▼▼▼

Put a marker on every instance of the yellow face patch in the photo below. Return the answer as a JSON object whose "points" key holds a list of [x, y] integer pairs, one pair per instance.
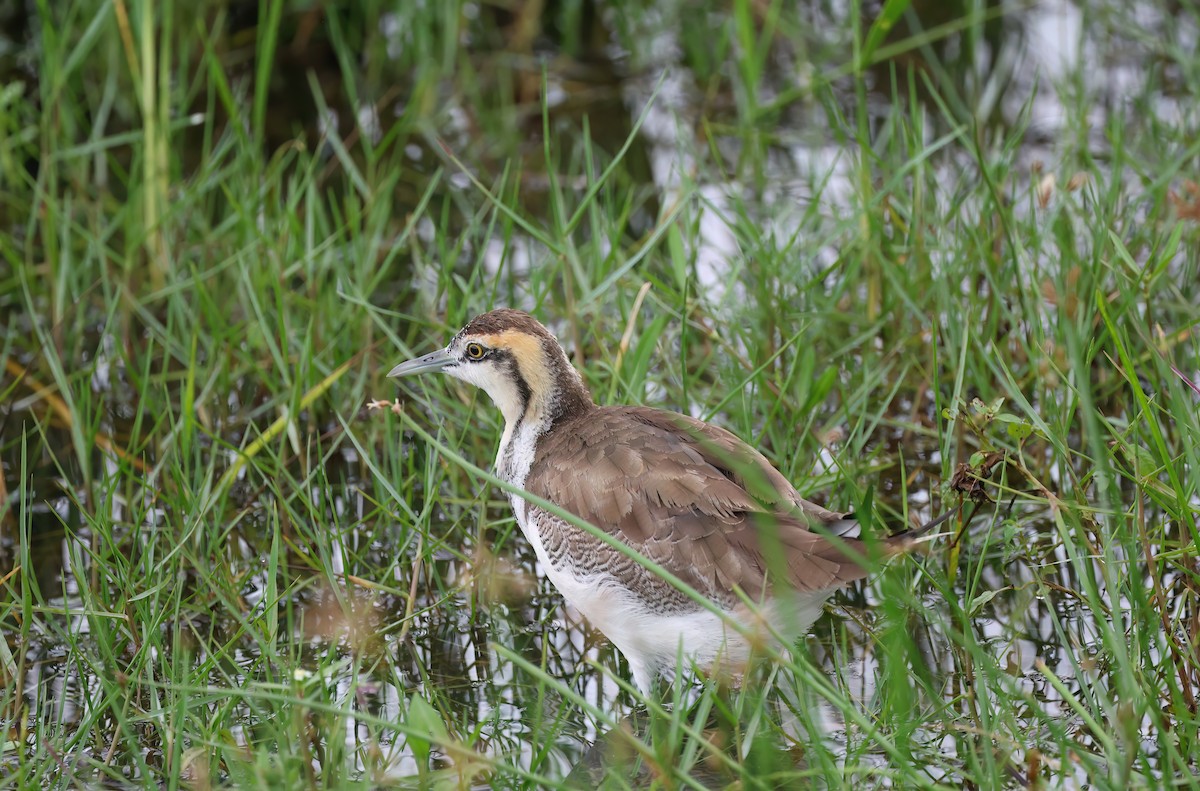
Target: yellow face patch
{"points": [[531, 358]]}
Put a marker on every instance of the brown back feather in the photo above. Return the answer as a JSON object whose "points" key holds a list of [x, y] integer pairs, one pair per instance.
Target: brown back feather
{"points": [[694, 498]]}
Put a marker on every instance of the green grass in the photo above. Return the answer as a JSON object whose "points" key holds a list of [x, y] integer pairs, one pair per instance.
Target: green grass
{"points": [[219, 568]]}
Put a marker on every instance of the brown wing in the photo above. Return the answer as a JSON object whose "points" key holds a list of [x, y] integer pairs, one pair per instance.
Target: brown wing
{"points": [[694, 498]]}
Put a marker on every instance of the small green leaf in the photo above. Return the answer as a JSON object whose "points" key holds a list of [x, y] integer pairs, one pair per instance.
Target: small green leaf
{"points": [[982, 599], [1019, 430]]}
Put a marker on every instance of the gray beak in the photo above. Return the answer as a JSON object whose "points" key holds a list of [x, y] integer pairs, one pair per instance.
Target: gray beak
{"points": [[435, 361]]}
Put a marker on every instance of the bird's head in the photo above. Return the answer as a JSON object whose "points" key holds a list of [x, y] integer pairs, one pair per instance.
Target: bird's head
{"points": [[515, 360]]}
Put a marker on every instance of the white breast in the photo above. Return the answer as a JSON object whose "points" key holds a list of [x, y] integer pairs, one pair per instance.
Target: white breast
{"points": [[651, 641]]}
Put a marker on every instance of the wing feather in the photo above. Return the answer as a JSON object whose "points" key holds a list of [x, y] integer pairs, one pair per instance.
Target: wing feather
{"points": [[694, 498]]}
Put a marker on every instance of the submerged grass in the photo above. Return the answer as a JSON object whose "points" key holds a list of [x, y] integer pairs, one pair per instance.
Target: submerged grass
{"points": [[220, 568]]}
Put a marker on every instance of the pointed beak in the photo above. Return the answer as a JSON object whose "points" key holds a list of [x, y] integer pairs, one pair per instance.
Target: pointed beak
{"points": [[435, 361]]}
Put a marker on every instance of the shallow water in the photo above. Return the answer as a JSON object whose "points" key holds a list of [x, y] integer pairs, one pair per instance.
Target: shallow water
{"points": [[447, 637]]}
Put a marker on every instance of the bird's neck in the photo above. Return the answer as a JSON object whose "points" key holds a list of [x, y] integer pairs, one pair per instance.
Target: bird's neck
{"points": [[546, 402]]}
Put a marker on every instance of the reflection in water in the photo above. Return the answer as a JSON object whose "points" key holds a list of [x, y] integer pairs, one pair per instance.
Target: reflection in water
{"points": [[469, 616]]}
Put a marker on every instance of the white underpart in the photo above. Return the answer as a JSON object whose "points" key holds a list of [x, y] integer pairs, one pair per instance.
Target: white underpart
{"points": [[653, 642]]}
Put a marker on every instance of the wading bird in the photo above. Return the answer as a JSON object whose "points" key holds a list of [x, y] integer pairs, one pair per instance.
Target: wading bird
{"points": [[689, 496]]}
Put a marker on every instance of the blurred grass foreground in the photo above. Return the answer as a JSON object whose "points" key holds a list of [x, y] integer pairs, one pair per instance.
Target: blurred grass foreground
{"points": [[879, 240]]}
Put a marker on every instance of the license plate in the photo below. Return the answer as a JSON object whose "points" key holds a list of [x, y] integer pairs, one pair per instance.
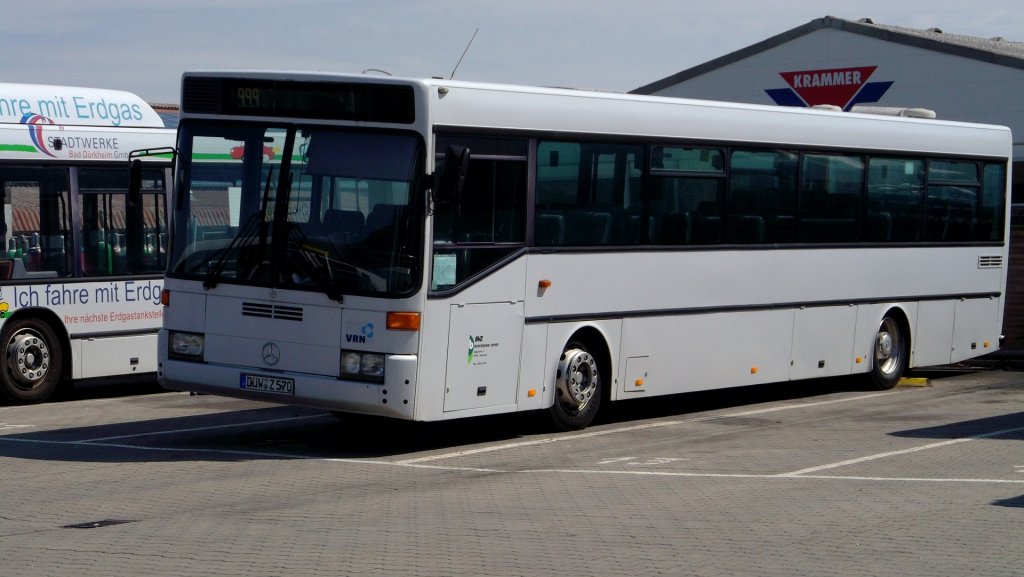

▲▲▲

Exercise brief :: Return each line of the data that contains the string "below".

Answer to the problem ::
Put a marker on every instance of the yellow face patch in the photo below. Return the answer as a JSON object whose "points" key holds a list of [x, y] integer pairs, one pair per instance.
Put a marker on every instance of the license plate in the photo below. Return the answer as a JSON object whose "points" key holds a list of [x, y] integer pairs, one pair per instance.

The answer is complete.